Given passage
--

This invention relates to a method and apparatus for processing flexible sheet workpieces, such as fabric workpieces, through at least part of a procedure for making up workpieces into garments or other products made from flexible sheet material.

BACKGROUND ART

Apparatus is known for carrying out specific operations in a garment assembly process, examples being automated sewing machines and apparatus for automatically removing a fabric play from a stack of fabric plies. Little has been done, however, to develop a system wherein the transfer of fabric pieces between workstations is automatic. Current garment assembly systems, therefore, remain labour intensive. Where more automated systems have been introduced, they are usually specific to the manufacture of one type of garment or garment piece.

DISCLOSURE OF THE INVENTION

The present invention provides an automated system whilst allowing a degree of versatility and adjustability to be achieved such that the range of operations which can be carried out by a single apparatus is enlarged and thus adaptation to size, fashion and style changes in the assembly of garments and other products is facilitated. The invention consists of apparatus for processing a flexible sheet workpiece which comprises:

(a) two or more workstations, each workstation being adapted to carry out at least one operation on the flexible sheets workpiece;

(b) a bypass area adjacent to one or more of the workstations, the bypass area being adapted such that the workpiece can be transferred from a workstation to the bypass area in order to bypass a subsequent workstation; and

(c) one or more transfer means capable of transferring the workpiece form one workstation to another workstation, from a workstation to the bypass area and from a bypass area to the workstation.

The provision of a bypass area enables the workpiece to be either automatically processed through each of the workstations in the apparatus or to bypass automatically one or more workstations if the operations carried out at that particular workstation is not required for that particular workpiece. Without the bypass area, either the workpiece has to be manually removed from the assembly line and repositioned further along the line, or the apparatus itself must be modified by removing or replacing one or more workstations in order to produce different garment types or other end products. Thus by using transfer means to move workpieces automatically from one workstation to another, and to and from the bypass area when required, a system is provided which is both a automated and flexible.

--

Tasks and exercises
**A)** Summarize the garment-assembly patent excerpt in two sentences.
**B)** According to the garment-assembly patent excerpt, what three components make up the claimed apparatus?
**C)** Continue the garment-assembly patent excerpt from the point at which it stops.

--

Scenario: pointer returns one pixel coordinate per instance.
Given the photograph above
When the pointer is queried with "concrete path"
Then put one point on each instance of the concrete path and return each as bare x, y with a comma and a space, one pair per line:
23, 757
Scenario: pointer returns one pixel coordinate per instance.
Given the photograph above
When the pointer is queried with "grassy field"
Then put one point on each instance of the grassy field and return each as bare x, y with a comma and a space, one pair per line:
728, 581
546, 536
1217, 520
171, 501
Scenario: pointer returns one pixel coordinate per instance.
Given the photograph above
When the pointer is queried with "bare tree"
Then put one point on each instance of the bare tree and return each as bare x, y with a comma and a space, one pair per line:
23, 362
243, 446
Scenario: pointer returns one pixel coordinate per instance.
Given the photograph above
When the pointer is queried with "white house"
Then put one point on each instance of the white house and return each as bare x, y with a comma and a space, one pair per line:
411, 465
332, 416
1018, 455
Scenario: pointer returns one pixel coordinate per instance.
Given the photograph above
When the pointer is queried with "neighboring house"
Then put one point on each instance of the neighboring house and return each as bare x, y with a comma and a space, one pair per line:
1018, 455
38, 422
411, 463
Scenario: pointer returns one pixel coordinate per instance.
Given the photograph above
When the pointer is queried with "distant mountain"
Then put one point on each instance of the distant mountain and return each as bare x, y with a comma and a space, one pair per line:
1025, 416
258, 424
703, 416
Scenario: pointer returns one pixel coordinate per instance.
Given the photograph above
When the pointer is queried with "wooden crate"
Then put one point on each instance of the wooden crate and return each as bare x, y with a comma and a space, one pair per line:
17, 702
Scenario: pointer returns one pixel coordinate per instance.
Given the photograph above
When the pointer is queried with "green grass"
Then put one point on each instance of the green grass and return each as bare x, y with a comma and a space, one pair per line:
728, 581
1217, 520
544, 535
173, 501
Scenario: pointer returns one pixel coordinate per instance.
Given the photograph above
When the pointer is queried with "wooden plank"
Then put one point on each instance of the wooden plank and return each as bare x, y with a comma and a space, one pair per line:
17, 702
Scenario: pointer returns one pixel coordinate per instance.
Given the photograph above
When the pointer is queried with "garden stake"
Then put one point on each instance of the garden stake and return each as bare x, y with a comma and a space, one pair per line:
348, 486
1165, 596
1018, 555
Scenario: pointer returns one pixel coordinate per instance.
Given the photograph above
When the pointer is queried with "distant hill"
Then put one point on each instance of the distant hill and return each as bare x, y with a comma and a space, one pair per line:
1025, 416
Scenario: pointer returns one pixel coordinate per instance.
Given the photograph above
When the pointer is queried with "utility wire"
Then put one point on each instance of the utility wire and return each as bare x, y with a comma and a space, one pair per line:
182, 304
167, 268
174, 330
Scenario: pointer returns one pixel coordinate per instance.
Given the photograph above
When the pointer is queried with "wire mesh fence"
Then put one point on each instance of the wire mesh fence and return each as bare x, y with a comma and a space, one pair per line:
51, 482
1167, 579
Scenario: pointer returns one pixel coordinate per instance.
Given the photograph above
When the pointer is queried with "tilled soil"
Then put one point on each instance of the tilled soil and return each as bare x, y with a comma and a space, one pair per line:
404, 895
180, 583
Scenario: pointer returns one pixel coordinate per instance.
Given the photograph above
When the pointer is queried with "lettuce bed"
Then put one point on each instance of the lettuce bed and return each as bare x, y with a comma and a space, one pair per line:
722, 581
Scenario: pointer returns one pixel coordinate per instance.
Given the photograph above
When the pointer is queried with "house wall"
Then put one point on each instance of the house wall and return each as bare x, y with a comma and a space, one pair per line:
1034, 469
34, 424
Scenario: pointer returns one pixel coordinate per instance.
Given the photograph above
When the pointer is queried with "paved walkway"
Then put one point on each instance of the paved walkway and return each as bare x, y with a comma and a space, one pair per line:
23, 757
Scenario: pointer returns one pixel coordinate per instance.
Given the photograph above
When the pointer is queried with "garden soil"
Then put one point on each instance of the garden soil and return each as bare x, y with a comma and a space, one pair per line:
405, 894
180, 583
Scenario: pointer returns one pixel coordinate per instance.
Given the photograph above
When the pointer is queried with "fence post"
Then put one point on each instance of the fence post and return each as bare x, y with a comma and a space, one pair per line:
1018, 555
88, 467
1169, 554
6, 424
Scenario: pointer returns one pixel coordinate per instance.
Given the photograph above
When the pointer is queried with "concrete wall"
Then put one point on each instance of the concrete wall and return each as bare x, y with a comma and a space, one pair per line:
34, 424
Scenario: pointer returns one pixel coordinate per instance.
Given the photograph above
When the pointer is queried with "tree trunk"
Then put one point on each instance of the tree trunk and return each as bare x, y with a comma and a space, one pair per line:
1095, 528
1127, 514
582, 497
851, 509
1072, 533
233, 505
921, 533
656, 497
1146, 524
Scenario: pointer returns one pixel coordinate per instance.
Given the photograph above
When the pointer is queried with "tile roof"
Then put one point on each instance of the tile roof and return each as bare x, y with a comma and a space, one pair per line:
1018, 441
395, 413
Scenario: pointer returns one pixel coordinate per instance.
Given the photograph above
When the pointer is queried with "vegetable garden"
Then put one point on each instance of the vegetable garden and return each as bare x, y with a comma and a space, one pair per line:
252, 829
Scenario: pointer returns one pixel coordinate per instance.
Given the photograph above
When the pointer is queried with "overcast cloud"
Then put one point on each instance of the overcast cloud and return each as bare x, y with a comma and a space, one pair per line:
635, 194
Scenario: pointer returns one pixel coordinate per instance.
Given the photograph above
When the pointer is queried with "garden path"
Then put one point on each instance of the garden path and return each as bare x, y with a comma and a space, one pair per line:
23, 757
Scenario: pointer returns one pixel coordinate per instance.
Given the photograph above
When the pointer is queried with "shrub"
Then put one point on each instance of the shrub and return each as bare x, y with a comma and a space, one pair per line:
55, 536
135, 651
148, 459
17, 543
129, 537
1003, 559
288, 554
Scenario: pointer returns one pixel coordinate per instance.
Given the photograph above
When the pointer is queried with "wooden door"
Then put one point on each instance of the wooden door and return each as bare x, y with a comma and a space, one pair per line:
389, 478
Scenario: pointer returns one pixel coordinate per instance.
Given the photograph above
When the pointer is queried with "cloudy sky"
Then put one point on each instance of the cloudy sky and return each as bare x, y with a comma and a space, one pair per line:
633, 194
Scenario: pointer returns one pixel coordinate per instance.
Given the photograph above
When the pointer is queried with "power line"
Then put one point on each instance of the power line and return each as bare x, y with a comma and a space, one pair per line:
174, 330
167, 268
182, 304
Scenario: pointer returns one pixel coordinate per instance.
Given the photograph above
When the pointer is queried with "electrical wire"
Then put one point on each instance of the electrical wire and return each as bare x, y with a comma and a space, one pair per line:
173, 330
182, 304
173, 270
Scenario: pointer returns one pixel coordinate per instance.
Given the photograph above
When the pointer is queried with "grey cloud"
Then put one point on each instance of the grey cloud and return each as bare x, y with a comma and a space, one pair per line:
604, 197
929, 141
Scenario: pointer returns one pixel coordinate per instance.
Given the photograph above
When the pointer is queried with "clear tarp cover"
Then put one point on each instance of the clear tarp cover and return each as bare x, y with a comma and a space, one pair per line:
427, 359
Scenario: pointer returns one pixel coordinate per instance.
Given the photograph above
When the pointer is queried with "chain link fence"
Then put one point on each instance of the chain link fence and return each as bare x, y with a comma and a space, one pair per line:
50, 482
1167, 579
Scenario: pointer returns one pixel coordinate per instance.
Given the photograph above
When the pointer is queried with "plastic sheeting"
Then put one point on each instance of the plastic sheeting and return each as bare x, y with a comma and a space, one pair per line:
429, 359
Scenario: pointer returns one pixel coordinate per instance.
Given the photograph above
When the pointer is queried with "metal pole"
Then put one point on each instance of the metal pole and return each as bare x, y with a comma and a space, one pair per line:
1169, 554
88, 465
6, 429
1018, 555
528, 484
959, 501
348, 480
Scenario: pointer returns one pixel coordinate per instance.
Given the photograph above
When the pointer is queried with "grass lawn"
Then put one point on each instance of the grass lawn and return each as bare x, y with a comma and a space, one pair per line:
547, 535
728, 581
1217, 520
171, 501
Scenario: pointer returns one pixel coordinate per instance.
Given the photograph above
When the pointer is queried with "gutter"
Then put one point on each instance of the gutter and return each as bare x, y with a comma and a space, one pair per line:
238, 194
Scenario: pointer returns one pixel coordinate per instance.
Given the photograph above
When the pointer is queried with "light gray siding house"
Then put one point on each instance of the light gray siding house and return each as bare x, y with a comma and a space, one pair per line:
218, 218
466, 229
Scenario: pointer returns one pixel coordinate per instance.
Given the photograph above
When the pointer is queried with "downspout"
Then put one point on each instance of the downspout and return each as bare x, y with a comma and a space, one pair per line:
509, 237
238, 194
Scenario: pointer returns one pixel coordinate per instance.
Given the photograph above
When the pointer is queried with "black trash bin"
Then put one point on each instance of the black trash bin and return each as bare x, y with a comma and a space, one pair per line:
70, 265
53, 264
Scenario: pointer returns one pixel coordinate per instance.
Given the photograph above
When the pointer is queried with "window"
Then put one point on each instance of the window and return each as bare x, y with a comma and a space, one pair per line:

--

Answers by task
**A)** Existing equipment automates specific garment assembly operations, but automatic transfer of fabric pieces between workstations has seen little development, so assembly remains labor intensive and automated systems are usually specific to one type of garment or garment piece. The invention addresses this with apparatus comprising two or more workstations, a bypass area, and transfer means, so that a workpiece can be processed through every workstation or automatically bypass those whose operations it does not require, yielding a system that is both automated and flexible.

**B)** Two or more workstations, a bypass area adjacent to one or more of the workstations, and one or more transfer means.

**C)**
Although the workstations and bypass area can be arranged in any suitable manner, it is preferred that they are in a substantially linear arrangement with the bypass area positioned adjacent to and extending along substantially the length of the arrangement of workstations.

For even greater flexibility, a preferred embodiment of the invention provides apparatus for processing a flexible sheet workpiece which comprises:

(a) two or more series of workstations, each workstation being adapted to carry out at least one operation on the flexible sheet workpiece, and each series being substantially parallel to adjacent series;

(b) an interchange area between each adjacent series of workstations, each interchange area being adapted such that the workpiece can be transferred from a workstation in one series to a workstation in an adjacent series via the interchange area; and

(c) transfer means capable of transferring the workpiece from one workstation to another workstation, from a workstation to an interchange area and from an interchange area to a workstation.

In addition to being used to transfer the workpiece from one series of workstations to another, the interchange area can also be used as a bypass area as described above and hereinafter shall be referred to as the interchange/bypass area. Thus as it is processed along the assembly line, the workpiece can transferred by means of transfer means from one workstation to another in the same series, from one workstation in one series across the bypass/interchange area to another workstation in another series and/or from one workstation to the bypass/interchange area and then moved along the bypass/interchange area in order to bypass one or more workstations, after which it is transferred either back to another workstation in the same series or across to another workstation in another series.

The provision of two or more series of workstations operating in parallel and with an intermediate bypass/interchange area enables two or more component parts of an end-product to be processed separately and simultaneously, and then one part transferred across to the other for joining together. This is especially advantageous for the production of a garment from two or more component pieces where it is necessary, for example, to bind an edge of each component piece before sewing them together.

The operations carried out at the workstations may be, for example, sewing, bonding, stacking, unstacking, or "manipulating" by which is meant an operation such as folding, unfolding, turning over, or rotating in the plane of the worksurface. Although the workstations may be arranged in any desired order, it is usual for a manipulator to precede a sewing station so that the workpiece can be manoeuvred to its desired position ready for sewing. It has been found that the system works efficiently if the manipulator workstations are positioned in the system in the overlap region of two or more robotic devices so that one robotic device can transport the workpiece to the manipulator and another robotic device can transport the workpiece away from the manipulator after the workpiece has been manipulated. This constitutes another aspect of the present invention.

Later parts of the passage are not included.